Work to complete: Extract every line in the records that contains the word "dark", matching case exactly.

Records for the task:
--- START ---

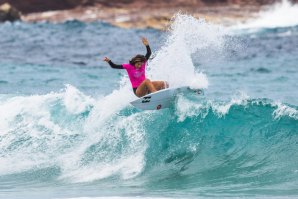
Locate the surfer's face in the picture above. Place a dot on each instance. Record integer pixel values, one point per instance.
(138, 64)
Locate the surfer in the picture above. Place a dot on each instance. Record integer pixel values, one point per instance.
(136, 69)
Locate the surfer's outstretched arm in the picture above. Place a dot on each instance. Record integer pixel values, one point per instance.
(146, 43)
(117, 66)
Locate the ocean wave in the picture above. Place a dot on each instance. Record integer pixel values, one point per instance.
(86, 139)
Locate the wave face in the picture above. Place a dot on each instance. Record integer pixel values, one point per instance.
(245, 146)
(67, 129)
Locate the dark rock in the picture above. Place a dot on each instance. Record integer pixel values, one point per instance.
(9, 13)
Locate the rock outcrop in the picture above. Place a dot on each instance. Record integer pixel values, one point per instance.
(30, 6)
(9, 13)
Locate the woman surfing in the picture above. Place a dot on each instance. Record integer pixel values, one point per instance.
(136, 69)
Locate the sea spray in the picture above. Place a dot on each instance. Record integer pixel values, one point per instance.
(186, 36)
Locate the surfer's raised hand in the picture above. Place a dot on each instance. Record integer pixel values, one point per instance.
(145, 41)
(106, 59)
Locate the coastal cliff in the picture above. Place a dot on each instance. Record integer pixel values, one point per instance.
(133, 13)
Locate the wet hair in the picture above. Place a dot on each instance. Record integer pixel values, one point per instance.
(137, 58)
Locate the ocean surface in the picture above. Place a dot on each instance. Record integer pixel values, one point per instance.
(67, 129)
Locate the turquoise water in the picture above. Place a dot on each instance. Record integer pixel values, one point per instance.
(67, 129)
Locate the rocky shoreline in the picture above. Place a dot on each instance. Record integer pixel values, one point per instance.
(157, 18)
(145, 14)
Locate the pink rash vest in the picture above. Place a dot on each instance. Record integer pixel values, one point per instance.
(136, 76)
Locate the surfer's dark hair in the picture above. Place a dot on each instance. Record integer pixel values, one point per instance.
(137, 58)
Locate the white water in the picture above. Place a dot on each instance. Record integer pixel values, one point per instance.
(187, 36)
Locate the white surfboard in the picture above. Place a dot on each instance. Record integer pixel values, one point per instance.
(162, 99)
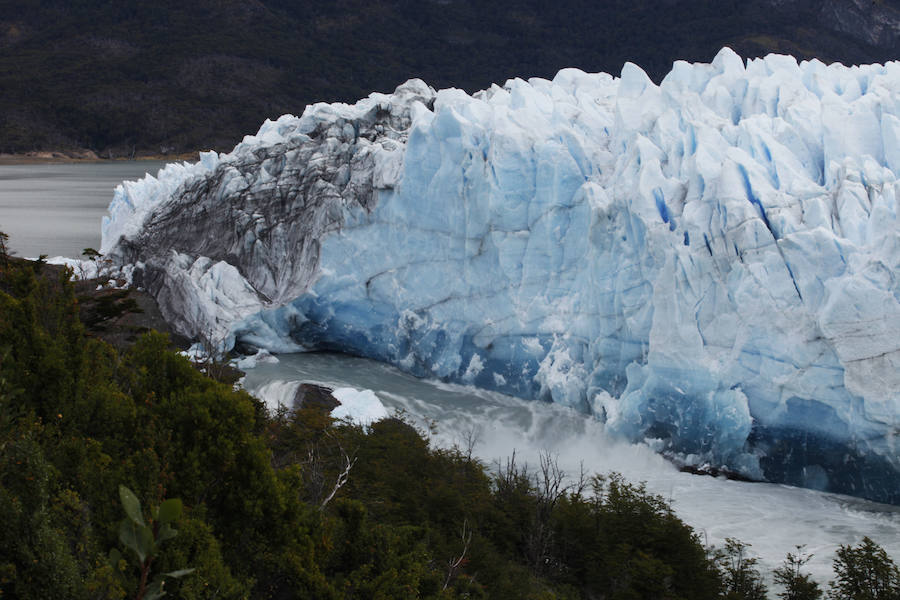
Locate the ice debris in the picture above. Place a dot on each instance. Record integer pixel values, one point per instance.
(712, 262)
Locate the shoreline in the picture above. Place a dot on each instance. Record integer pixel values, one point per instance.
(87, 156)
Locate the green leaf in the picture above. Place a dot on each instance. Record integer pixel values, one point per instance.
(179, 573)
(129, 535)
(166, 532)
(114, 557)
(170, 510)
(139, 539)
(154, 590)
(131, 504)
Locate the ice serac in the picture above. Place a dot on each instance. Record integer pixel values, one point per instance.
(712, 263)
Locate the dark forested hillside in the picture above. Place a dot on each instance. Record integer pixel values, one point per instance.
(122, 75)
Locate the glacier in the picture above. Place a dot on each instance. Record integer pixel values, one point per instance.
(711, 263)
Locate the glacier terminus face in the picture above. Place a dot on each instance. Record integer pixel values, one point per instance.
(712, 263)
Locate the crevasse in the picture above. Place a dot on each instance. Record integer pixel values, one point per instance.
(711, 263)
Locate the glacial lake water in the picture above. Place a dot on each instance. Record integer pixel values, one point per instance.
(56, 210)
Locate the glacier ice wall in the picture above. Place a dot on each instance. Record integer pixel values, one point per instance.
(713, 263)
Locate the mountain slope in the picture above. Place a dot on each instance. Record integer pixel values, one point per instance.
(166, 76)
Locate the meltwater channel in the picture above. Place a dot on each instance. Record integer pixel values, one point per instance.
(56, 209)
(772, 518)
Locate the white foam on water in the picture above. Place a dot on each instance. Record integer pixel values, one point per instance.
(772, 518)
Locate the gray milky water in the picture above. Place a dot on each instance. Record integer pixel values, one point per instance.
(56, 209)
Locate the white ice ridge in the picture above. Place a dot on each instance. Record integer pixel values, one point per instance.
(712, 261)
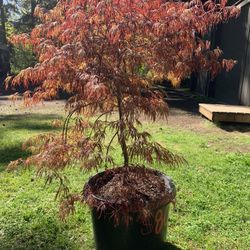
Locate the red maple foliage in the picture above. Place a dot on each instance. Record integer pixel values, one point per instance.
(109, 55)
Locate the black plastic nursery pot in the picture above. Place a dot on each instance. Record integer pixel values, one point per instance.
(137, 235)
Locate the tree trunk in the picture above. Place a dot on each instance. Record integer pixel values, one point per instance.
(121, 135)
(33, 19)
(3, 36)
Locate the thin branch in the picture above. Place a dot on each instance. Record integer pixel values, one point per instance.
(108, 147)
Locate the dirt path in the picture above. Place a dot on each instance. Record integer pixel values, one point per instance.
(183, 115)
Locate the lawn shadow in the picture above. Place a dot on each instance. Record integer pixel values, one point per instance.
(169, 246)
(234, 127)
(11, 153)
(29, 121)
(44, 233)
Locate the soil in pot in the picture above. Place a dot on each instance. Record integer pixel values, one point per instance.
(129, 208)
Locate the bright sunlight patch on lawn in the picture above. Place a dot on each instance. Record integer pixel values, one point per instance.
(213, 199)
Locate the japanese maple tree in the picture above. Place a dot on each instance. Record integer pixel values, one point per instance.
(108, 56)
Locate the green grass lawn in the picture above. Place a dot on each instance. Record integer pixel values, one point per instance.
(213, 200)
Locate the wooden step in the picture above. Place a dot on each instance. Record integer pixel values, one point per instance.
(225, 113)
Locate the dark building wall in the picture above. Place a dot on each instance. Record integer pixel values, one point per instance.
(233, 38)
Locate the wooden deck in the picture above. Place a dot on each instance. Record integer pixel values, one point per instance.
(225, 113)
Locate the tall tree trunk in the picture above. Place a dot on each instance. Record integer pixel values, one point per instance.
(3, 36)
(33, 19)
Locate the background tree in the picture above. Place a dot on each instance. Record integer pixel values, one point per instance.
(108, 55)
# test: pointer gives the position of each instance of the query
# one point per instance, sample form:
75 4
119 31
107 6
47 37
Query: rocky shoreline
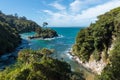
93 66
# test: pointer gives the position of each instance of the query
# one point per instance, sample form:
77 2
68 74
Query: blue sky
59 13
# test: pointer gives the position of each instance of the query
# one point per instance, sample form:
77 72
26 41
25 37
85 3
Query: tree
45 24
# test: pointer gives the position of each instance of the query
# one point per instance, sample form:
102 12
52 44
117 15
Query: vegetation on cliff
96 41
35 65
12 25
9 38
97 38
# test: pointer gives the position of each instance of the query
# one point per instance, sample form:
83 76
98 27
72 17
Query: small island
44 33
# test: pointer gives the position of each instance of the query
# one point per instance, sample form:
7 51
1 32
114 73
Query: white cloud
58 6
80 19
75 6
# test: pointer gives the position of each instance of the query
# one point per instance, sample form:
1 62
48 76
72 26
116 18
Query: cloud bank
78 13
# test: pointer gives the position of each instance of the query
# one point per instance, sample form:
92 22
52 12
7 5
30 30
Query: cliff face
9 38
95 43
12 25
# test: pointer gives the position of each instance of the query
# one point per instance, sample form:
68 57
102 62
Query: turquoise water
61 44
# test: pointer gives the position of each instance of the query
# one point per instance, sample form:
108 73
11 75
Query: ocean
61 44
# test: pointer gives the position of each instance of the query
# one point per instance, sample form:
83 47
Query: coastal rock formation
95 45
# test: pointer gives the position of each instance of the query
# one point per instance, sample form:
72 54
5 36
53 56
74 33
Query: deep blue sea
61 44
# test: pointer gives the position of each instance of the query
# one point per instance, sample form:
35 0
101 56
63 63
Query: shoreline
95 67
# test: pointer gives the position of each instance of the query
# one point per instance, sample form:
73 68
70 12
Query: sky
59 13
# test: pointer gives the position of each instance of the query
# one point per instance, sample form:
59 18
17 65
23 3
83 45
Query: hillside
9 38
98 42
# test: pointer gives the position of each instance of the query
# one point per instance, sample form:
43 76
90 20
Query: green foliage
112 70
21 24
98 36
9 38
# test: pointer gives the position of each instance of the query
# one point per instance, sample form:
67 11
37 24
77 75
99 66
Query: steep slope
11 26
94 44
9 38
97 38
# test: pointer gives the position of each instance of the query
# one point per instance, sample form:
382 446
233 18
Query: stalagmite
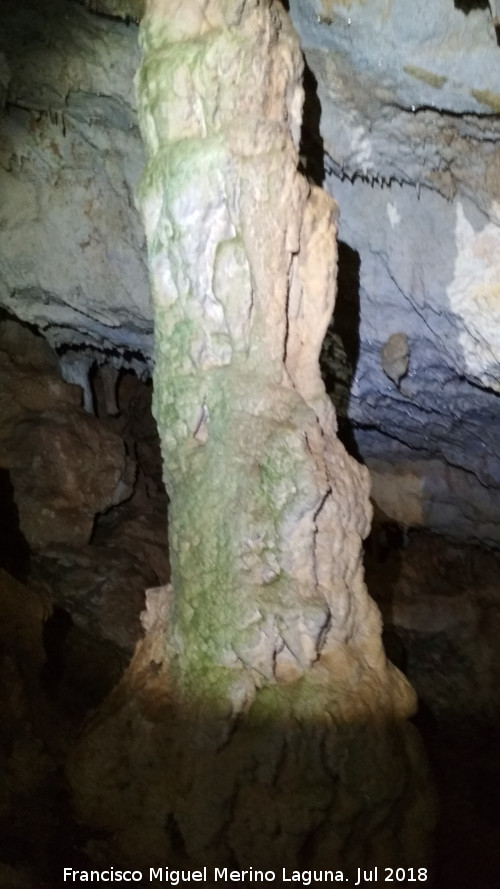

--- END ---

Correct response:
Locate the dark rock in the picture above. Place a dot on each instance. Record integer pixel values, one point per instance.
Locate the surfer's dark hair in the picture above. Place a dot on each instance. Record integer pixel values, one point per instance.
Locate the dark forested hillside in the picture above. Place a dot on each instance. Record integer pixel values, one point per instance.
Locate the dark building wall in the picture above. Place a dot on each instance. Record integer pixel values, one point per instance.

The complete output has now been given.